SOURCE MATERIAL:

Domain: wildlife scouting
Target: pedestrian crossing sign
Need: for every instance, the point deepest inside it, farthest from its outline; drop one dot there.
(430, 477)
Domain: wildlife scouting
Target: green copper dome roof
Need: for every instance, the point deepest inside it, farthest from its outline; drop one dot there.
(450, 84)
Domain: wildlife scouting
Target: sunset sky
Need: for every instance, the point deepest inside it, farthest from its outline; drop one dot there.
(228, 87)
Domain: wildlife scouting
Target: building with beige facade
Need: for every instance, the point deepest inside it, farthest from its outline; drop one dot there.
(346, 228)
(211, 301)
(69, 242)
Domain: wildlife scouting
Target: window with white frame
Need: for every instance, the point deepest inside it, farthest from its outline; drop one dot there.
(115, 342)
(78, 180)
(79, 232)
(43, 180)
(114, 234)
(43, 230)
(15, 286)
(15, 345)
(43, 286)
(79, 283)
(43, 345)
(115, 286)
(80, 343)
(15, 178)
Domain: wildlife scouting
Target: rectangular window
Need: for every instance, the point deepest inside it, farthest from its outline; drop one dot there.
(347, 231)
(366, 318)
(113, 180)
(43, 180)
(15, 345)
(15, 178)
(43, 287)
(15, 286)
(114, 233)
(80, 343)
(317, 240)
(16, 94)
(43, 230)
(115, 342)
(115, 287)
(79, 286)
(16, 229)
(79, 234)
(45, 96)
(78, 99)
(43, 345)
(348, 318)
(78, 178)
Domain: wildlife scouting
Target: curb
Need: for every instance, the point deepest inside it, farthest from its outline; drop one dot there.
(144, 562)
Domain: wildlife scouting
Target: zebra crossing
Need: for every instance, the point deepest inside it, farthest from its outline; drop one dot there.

WORK REQUEST:
Please reproduce the material in its entirety, exactly as it stands.

ANSWER:
Domain: wildlife scouting
Target: pedestrian crossing sign
Need: for every instance, the point deepest inside it, farthest from its outline; drop one dot there.
(430, 477)
Domain: wildlife scouting
Target: green copper dome roof
Need: for every instance, the point deepest inside it, farthest from its outline; drop one dot there.
(450, 84)
Domain: wildlife scouting
Target: sunset sky
Need: for every instance, the point deepest inside it, farthest from its outline; drop one dot there.
(228, 87)
Domain: wildlife scouting
Target: building with beige facade
Need: for every instance, the point deepest inside it, farthest from its outline; drop one dot there.
(346, 228)
(211, 301)
(69, 242)
Domain: wildlife scouting
Target: window with white frame
Need: for every instance, the point deepest inside it, farthest from its outline; drop one dot there.
(115, 342)
(78, 180)
(79, 232)
(43, 180)
(114, 234)
(43, 230)
(15, 286)
(15, 345)
(43, 286)
(79, 283)
(43, 345)
(115, 286)
(80, 343)
(15, 178)
Domain: wildlife scouting
Target: rectangular window
Need: for every instance, the point deepest inside it, farthest from its outline; drop one dot there.
(347, 231)
(366, 318)
(113, 180)
(43, 180)
(15, 345)
(15, 178)
(43, 287)
(15, 286)
(114, 233)
(80, 343)
(317, 240)
(16, 94)
(43, 230)
(115, 342)
(115, 287)
(79, 286)
(16, 229)
(79, 234)
(45, 96)
(78, 99)
(43, 345)
(348, 318)
(78, 178)
Domain: wildlife scouting
Target: curb
Need: for every instance, the point deepest inside it, farthest from its outline; drop one dot there.
(144, 562)
Domain: wildlife scouting
Target: zebra crossing
Need: for every instance, the point deepest inside it, farthest from its outline; drop one dot there.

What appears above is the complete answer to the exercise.